GIVEN EXERCISE: Edit the passage on student funding, starting at the words "Following the protests, the" and stopping after "2020/21 to 2023/24.", and change "university subsidies" to "institutional subsidies" everywhere it occurs in that stretch.

PASSAGE GIVEN:
***
Within the DHET budget, the allocation to the National Student Financial Aid Scheme (NSFAS) was set to increase from R34,8 billion in the 2020/21 fiscal year to R36,4 billion in 2023/24 – a cumulative increase in nominal terms of 4,6% over the three-year period. This allocation covers NSFAS bursaries to university students and students at technical and vocational education and training (TVET) colleges. 

However, the National Treasury’s Budget Review projected inflation at 3,9%, 4,2% and 4,4% in the three fiscal years from 2021/22 to 2023/24. This means that the consumer price level over the three years is expected to cumulatively increase by 13%, well in excess of the 4,6% increase that the government has budgeted for NSFAS. In addition, the government also expected the number of NSFAS students to increase.

Reallocation of the DHET budget

Predictably, student organisations countrywide have expressed their dissatisfaction, which led to protests and campus shutdowns in March 2021. Tragically, a bystander in the protests, Mthokozisi Ntumba, died during police action in Braamfontein. 

Following the protests, the Minister of Higher Education, Innovation and Technology, Dr Blade Nzimande, announced a reallocation of the DHET budget, as approved by Cabinet. A further R6,3 billion has been allocated to NSFAS. A total of R2,5 billion of this reallocation came from a reduction in the general allocation for universities, R3,3 billion from the National Skills Fund, and a further R500 million from the TVET colleges’ new accommodation construction budget.
The provision of university subsidies was already a concern before this reallocation, with the subsidy per student in real terms in the DHET budget set to drop cumulatively by as much as 7% over the period 2020/21 to 2023/24.
In addition to the subsidy and bursary pressures, student organisations are also demanding the full write-off of student debt. Outstanding student debt at South African universities stands just shy of R14 billion. Much of this debt burden is carried by students from so-called missing-middle households, defined as households with an income of between R350 000 and R600 000 per year.  

The current funding model is not financially and fiscally sustainable

With mounting financial pressure, it is clear that the current model of student funding in South Africa is not financially and fiscally sustainable. The deteriorating fiscal condition also makes it unlikely that the government will be able to fully finance the missing middle. Minister Nzimande has indicated that a National Task Team, involving various stakeholders, will be established to address the student funding challenge in a sustainable manner.

The National Task Team will have to revisit the recommendations made by the Heher Commission in 2016. The commission recommended the implementation of an income-contingent student loan scheme. With an income-contingent loan, the student will obtain a loan to cover all or part of his or her tuition, accommodation, books, living costs, and transport. 

Once a student has finished studying and started working, loan repayment can start, but it only commences when the income exceeds a set threshold. The amount paid per month is also linked to the ex-student’s income level. The loan repayment period can be capped, for instance, at 25 or 30 years. Whatever is not repaid after that, is written off.
***
MATERIAL:
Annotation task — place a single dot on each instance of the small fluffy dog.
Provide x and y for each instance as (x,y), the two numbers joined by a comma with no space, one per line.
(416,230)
***
EXPECTED ANSWER:
Following the protests, the Minister of Higher Education, Innovation and Technology, Dr Blade Nzimande, announced a reallocation of the DHET budget, as approved by Cabinet. A further R6,3 billion has been allocated to NSFAS. A total of R2,5 billion of this reallocation came from a reduction in the general allocation for universities, R3,3 billion from the National Skills Fund, and a further R500 million from the TVET colleges’ new accommodation construction budget.
The provision of institutional subsidies was already a concern before this reallocation, with the subsidy per student in real terms in the DHET budget set to drop cumulatively by as much as 7% over the period 2020/21 to 2023/24.